Written task: Arrange the entries below, from the line containing "For the benchmark card, identify each instance of the large" through the end of the entries, as a two-column CSV with the header text,answer and one row per entry. Put each entry's text and its answer in separate quoted fields, replacing any line breaks with spaces.
** begin **
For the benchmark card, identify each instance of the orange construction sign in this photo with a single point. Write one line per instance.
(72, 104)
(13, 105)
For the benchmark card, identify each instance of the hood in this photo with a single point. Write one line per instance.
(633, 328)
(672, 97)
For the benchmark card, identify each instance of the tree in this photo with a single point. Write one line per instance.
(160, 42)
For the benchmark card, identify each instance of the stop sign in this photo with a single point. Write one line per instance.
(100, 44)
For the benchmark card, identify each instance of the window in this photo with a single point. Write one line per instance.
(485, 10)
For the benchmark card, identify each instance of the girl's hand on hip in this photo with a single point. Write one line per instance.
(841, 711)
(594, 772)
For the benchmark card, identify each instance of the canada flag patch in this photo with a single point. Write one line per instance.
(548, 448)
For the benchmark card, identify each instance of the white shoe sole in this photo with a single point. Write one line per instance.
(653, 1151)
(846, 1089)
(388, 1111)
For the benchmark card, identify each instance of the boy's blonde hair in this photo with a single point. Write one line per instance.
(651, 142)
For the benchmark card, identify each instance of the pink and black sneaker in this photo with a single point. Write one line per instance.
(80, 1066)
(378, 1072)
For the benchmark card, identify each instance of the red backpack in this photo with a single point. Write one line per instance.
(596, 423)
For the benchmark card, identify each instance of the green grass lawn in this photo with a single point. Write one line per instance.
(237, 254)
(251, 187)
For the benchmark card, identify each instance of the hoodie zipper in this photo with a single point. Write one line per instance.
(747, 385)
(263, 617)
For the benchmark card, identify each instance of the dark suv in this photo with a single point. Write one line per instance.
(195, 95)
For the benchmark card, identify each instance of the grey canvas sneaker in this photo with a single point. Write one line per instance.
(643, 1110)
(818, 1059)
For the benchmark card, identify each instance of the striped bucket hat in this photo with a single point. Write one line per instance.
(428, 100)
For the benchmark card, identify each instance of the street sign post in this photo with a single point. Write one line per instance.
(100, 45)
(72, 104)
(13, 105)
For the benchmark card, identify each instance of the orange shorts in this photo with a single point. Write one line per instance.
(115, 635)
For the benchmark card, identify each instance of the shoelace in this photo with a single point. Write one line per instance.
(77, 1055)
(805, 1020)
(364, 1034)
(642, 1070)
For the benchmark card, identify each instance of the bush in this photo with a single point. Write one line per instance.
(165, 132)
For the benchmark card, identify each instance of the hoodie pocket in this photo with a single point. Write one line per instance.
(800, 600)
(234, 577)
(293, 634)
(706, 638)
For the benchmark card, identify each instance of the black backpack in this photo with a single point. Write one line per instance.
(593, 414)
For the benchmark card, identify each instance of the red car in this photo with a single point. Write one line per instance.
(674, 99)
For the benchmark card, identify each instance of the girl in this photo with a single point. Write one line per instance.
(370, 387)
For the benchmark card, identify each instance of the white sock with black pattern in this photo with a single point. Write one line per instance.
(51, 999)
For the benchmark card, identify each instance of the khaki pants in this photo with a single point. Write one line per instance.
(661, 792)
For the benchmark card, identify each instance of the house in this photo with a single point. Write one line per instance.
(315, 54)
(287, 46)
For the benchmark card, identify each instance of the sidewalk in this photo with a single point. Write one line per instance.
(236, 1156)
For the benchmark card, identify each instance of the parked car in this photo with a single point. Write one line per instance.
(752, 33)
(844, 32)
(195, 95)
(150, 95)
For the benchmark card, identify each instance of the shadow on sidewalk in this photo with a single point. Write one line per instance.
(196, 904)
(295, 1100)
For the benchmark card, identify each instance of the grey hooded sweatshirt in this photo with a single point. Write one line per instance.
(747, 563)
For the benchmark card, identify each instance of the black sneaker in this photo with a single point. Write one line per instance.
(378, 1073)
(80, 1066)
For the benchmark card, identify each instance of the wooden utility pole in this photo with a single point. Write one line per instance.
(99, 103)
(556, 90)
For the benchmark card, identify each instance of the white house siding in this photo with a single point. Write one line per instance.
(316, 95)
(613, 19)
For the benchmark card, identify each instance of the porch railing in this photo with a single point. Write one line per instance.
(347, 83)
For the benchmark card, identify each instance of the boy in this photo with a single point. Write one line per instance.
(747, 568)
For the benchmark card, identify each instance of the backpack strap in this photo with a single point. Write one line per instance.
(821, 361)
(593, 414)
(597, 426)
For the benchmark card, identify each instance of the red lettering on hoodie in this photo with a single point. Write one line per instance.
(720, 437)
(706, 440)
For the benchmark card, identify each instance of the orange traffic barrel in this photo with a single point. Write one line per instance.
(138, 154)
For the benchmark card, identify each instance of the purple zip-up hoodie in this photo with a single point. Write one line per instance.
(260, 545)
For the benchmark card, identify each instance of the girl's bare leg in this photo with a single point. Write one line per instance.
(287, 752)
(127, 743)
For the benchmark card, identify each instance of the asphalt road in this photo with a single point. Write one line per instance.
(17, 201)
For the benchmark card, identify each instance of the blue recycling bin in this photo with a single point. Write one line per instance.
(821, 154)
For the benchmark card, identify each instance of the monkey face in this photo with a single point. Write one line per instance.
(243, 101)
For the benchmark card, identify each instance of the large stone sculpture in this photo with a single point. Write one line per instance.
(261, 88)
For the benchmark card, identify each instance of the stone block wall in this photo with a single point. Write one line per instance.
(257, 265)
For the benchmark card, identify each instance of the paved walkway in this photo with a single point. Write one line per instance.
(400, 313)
** end **
Answer below:
text,answer
"For the benchmark card, identify each instance of the large stone sculpture in this photo with a single point. Write one line per instance.","(261, 88)"
"For the benchmark card, identify each instance of the stone block wall in this photo with a single point. Write one line per instance.","(257, 265)"
"For the benchmark card, identify each instance of the paved walkway in this photo with a single point. Write one line per instance.","(400, 313)"